Items from a data source:

+ + + + + + +

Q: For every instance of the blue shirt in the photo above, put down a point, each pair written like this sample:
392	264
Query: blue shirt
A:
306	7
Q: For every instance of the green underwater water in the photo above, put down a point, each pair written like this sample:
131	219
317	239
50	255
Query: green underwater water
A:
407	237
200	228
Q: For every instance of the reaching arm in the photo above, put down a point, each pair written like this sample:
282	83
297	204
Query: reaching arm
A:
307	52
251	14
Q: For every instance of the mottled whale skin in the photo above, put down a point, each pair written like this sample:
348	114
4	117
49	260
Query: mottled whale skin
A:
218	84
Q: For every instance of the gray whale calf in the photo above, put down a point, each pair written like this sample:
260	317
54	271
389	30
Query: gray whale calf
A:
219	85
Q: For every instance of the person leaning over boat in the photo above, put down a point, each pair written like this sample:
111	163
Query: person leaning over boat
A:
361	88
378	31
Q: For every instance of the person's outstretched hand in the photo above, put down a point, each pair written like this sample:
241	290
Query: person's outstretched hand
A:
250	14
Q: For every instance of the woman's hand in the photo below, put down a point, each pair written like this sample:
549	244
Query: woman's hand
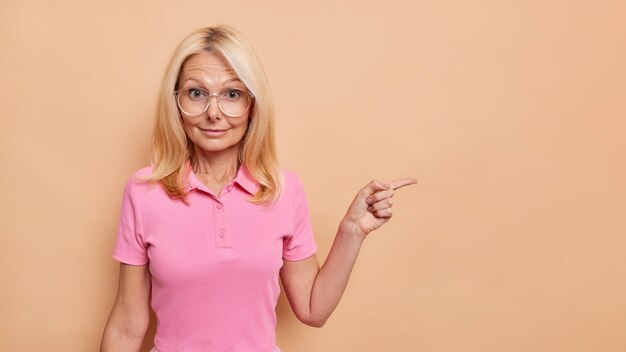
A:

+ + + + + + +

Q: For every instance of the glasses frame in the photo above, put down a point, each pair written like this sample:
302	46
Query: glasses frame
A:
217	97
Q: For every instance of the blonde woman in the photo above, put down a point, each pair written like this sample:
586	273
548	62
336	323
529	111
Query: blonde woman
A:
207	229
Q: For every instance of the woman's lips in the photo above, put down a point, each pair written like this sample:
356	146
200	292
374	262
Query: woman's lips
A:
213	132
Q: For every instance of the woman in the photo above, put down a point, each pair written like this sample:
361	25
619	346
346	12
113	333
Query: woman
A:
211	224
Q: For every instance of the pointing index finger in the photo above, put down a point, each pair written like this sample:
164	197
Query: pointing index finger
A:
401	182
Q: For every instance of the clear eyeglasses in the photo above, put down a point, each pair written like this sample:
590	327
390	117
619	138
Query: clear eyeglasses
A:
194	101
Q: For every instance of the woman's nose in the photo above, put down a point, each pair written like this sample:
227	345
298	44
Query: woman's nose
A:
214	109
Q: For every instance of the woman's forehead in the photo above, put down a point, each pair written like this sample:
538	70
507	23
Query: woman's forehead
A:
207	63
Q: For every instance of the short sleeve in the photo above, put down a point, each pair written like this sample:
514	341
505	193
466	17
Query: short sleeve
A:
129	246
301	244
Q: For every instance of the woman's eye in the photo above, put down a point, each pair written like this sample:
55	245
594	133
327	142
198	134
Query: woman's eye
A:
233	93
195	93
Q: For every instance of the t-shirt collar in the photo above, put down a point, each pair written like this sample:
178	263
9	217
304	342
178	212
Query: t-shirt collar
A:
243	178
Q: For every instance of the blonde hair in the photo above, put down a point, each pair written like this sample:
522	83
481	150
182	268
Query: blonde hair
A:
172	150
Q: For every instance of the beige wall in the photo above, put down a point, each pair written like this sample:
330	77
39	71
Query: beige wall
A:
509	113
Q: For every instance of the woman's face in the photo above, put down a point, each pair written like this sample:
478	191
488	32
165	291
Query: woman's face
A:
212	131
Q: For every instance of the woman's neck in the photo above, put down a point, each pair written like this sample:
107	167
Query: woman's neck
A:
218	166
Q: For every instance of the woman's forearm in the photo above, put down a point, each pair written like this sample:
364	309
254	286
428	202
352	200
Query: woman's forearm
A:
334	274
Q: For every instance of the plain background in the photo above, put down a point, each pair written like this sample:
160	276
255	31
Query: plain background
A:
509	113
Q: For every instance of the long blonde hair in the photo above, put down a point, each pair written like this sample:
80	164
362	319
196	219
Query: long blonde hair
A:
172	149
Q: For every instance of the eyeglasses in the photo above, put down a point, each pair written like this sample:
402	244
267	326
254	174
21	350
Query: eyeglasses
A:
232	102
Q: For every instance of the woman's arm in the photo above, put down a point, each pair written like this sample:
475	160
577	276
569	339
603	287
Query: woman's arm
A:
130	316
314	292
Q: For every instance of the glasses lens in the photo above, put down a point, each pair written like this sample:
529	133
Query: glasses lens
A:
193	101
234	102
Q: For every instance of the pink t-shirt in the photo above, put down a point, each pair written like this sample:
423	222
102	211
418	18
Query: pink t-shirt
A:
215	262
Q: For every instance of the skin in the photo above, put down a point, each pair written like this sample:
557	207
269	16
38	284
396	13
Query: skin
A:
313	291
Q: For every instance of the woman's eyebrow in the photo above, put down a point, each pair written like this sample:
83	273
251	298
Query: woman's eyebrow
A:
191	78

+ + + + + + +

Do this – Collect every line above that contains the word "plain".

Exercise output –
Q: For every instance of the plain background in the photo above, put down a point, each pair written like this sample:
Query: plain background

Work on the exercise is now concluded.